[Records from a data source]
· · · · ·

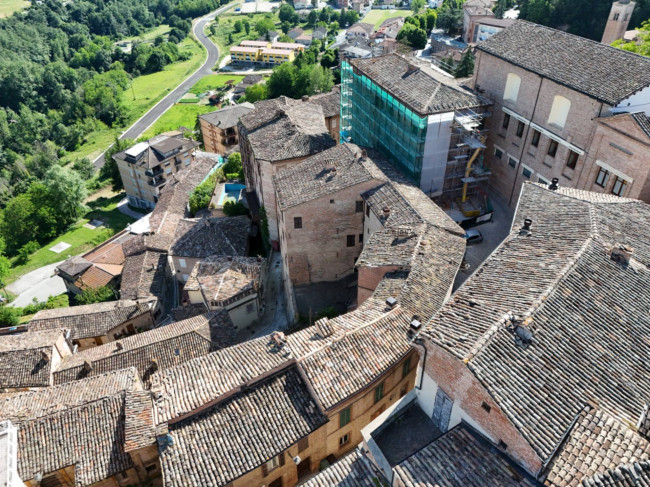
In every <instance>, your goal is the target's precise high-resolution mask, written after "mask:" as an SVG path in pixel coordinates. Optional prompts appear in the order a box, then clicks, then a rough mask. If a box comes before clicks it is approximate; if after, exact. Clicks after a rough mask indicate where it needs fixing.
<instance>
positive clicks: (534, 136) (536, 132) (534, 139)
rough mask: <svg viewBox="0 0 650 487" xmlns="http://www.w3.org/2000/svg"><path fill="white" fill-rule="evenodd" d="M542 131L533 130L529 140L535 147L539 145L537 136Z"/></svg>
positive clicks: (541, 134)
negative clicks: (532, 136)
mask: <svg viewBox="0 0 650 487" xmlns="http://www.w3.org/2000/svg"><path fill="white" fill-rule="evenodd" d="M541 135H542V133H541V132H540V131H539V130H533V140H531V141H530V145H532V146H533V147H537V146H538V145H539V137H540V136H541Z"/></svg>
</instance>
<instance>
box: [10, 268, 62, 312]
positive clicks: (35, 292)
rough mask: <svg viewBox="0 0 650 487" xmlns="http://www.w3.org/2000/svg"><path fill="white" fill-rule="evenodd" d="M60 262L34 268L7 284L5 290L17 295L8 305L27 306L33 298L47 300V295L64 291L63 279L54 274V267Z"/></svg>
mask: <svg viewBox="0 0 650 487" xmlns="http://www.w3.org/2000/svg"><path fill="white" fill-rule="evenodd" d="M62 262H63V261H61V262H55V263H54V264H50V265H46V266H44V267H41V268H39V269H36V270H34V271H32V272H29V273H27V274H25V275H24V276H23V277H21V278H20V279H18V280H17V281H14V282H12V283H11V284H9V285H8V286H7V291H9V292H10V293H12V294H16V295H17V297H16V299H14V300H13V301H12V302H11V304H9V306H21V307H22V306H27V305H28V304H31V303H32V300H33V299H34V298H36V300H37V301H38V302H39V303H40V302H43V301H47V298H48V297H49V296H57V295H59V294H62V293H64V292H65V283H64V282H63V279H61V278H60V277H59V276H57V275H55V274H54V269H56V267H57V266H58V265H59V264H61V263H62Z"/></svg>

· · · · ·

**Exercise directions**: Write out exactly the lines that fall from the line with "negative clicks: (532, 136)" to the line with "positive clicks: (35, 292)" in the records above, keeping both ends.

**Solution for this exercise**:
negative clicks: (532, 136)
mask: <svg viewBox="0 0 650 487" xmlns="http://www.w3.org/2000/svg"><path fill="white" fill-rule="evenodd" d="M541 135H542V133H541V132H540V131H539V130H533V140H531V141H530V145H532V146H533V147H537V146H538V145H539V137H540V136H541Z"/></svg>
</instance>
<instance>
box: [10, 268, 62, 312]
positive clicks: (35, 292)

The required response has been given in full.